MATERIAL FOR THIS TASK:
= = = = = = =
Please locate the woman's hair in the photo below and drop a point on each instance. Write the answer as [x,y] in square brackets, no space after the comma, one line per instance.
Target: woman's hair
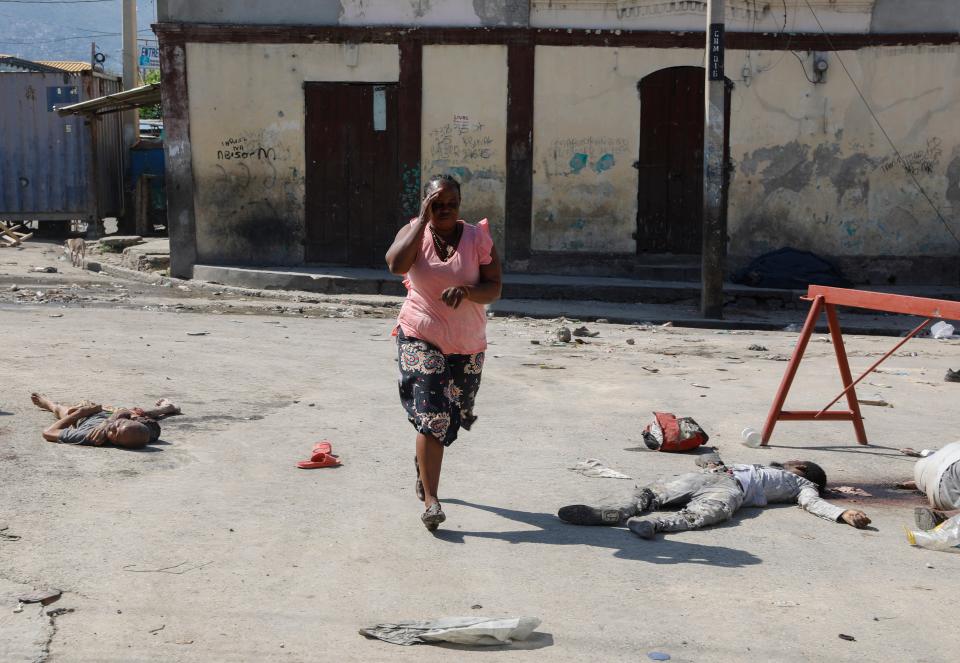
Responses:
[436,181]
= = = = = = =
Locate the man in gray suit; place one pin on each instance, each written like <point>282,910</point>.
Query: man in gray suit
= = = = = = =
GOAL: State how many lines of the material above contain the string "point", matching case exactly. Give only the number.

PROBLEM SOLUTION: 2